Description of the task:
Transcribe the material below verbatim, from the line containing "Point to the cliff" through the final line of the material, inclusive of both.

Task input:

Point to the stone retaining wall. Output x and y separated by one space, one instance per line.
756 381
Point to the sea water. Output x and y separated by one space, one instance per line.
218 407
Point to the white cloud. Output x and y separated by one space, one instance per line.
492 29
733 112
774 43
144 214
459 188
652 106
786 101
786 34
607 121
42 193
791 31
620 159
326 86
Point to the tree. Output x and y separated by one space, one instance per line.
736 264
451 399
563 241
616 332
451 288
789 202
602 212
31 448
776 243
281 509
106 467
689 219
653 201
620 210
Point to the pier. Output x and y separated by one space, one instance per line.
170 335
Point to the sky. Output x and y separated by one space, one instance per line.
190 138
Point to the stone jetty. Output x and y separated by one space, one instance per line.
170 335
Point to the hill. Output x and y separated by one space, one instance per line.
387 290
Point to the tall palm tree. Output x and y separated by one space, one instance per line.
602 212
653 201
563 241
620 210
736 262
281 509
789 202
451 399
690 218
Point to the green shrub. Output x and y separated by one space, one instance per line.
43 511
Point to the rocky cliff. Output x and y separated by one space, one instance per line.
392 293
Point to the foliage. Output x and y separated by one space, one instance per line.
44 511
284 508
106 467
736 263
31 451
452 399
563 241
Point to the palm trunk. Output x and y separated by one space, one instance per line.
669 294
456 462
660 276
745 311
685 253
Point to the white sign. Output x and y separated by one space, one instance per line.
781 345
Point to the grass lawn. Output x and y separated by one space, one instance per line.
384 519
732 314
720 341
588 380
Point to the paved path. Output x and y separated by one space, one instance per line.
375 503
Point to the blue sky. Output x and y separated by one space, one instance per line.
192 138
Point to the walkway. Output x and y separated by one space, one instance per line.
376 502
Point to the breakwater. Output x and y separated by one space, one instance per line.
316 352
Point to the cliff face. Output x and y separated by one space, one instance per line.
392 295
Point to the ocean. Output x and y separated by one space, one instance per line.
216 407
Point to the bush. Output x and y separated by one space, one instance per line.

Reply:
Point to the cliff face. Output x and y separated by one space, one instance per line.
392 295
Point to the ocean. Output x and y separated by one space, one instance per line.
216 407
Point to the bush. Output x and y separated by one space, one instance per line.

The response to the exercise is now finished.